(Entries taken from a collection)
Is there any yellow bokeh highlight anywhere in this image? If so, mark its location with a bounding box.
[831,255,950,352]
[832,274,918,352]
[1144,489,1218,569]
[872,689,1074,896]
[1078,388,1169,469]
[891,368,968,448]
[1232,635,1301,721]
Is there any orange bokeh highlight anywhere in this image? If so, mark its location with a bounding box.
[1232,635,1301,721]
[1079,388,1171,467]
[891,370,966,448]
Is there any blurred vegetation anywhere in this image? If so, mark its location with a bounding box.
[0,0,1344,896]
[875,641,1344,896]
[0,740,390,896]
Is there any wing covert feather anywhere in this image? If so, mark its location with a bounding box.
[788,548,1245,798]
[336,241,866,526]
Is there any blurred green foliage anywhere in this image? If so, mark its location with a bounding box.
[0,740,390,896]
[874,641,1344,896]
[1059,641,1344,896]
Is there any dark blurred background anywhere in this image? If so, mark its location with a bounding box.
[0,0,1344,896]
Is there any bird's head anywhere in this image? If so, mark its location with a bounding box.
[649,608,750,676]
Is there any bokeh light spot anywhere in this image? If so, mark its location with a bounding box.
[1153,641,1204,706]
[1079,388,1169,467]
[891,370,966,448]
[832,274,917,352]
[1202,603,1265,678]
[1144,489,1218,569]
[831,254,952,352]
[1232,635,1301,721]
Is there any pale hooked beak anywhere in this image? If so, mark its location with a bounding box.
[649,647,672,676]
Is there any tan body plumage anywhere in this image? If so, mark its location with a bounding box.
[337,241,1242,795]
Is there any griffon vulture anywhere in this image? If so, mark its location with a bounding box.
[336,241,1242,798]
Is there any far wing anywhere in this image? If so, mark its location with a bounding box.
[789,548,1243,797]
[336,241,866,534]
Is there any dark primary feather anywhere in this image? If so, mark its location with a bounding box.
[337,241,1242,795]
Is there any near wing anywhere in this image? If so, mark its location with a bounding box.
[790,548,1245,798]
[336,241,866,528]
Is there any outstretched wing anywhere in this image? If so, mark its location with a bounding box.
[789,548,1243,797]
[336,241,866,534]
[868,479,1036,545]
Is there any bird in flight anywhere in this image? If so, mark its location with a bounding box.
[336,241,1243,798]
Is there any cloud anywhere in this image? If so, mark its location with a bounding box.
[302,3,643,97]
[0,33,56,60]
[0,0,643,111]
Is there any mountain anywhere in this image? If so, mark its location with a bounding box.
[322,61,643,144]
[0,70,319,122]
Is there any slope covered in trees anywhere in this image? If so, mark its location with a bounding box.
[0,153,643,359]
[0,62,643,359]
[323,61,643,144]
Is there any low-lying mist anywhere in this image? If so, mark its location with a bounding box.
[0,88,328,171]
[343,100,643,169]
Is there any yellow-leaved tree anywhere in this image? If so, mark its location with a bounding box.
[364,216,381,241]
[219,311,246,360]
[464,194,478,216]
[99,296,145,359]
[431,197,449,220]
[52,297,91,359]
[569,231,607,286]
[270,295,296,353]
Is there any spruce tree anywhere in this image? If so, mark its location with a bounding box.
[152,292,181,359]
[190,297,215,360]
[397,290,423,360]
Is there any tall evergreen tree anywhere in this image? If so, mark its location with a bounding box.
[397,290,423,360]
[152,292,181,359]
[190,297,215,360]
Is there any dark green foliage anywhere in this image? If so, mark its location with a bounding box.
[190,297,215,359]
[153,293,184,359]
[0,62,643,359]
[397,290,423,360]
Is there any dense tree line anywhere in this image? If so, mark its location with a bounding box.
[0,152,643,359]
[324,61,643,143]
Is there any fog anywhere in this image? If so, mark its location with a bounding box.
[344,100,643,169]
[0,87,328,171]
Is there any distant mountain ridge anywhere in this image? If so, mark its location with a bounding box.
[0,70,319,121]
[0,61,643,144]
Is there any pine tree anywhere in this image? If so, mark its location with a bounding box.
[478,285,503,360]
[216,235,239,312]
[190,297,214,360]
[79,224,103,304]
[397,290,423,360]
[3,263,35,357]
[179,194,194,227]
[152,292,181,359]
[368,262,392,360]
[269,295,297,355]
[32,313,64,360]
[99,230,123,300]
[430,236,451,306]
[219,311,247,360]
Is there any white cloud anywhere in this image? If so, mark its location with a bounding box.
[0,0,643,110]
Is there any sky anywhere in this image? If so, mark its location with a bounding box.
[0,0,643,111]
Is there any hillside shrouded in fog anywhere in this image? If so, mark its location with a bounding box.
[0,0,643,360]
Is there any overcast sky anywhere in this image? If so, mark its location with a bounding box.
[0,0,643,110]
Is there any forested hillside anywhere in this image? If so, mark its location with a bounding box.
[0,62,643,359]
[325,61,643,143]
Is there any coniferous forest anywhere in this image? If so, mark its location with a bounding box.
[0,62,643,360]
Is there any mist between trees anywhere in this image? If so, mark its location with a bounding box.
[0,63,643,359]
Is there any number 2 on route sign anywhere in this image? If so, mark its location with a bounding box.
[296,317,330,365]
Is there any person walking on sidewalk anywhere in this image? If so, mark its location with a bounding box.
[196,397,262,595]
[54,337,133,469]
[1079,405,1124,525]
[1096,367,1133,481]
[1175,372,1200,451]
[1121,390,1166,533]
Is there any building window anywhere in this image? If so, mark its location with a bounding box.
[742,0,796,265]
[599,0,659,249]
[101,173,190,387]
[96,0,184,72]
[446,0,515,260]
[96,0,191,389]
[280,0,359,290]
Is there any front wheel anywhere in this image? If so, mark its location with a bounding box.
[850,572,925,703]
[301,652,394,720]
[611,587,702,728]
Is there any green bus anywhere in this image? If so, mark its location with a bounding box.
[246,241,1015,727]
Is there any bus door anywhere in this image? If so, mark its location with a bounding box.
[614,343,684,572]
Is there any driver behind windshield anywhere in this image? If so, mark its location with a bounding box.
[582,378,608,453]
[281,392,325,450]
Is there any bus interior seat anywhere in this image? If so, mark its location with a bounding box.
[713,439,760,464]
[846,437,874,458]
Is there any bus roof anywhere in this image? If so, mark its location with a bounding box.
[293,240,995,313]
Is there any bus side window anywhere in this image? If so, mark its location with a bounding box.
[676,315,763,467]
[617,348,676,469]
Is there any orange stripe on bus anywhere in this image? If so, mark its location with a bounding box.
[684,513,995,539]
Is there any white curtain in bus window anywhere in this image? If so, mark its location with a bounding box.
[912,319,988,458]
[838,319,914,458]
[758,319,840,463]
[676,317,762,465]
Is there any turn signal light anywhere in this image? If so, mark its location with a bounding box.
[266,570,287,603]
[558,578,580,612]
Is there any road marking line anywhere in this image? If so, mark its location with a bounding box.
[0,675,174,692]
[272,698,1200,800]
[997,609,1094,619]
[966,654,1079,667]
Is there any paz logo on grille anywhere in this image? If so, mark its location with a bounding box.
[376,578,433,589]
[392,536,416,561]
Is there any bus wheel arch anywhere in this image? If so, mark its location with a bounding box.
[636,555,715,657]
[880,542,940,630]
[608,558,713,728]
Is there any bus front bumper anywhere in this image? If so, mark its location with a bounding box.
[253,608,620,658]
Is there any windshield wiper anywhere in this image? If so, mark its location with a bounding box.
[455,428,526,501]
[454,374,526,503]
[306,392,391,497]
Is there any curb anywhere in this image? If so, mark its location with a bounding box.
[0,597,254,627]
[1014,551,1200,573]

WHAT TO PRODUCE. Can you write out the listing again from the line with "Is there any dark blurred" through the line with "[336,241,1243,798]", both of those lines included, with every bounding-box coordinate scaled by 0.4 and rounded to a whole number, halves rounding up?

FULL RESPONSE.
Is there any dark blurred background anywhere in this image? If so, mark its location with a bounding box.
[0,0,538,358]
Is there any bird's head anywhere in this image? If so, mark its location with a bounding box.
[260,243,300,270]
Is there any bokeh light spot anywhere in this image? If so, mark its location with a bounding box.
[461,256,482,282]
[432,155,468,187]
[356,148,386,179]
[333,110,367,141]
[481,241,506,271]
[458,196,487,228]
[332,102,381,141]
[493,254,520,288]
Is there any pale hooked beak anywhere in this image? If so, mark its location with a bounding box.
[260,259,269,270]
Is there any tan body plumage anywhere in this image? If so, mark its location with a bounding box.
[135,96,497,318]
Is there any griffon vulture anywhere in this image? If so, mark its location with a bounding box.
[134,96,497,319]
Is there any far wing anywhere in this image? If so, mark its location with a bounding box.
[316,219,497,319]
[134,96,346,214]
Is there any dark primary feather anywhere in this image? If so, mark its location with a bounding box.
[135,96,497,318]
Is there any near wing anywhere in this image? If so, mark its location with a bounding box.
[316,219,498,319]
[134,96,346,211]
Is there any outstretched wing anywhere in this image? If so, mark its location with a bounding box.
[316,219,497,319]
[134,96,346,214]
[347,192,414,218]
Is there any bird in flight anywhere in this image? If so, mark its location with a bounding box.
[134,96,497,319]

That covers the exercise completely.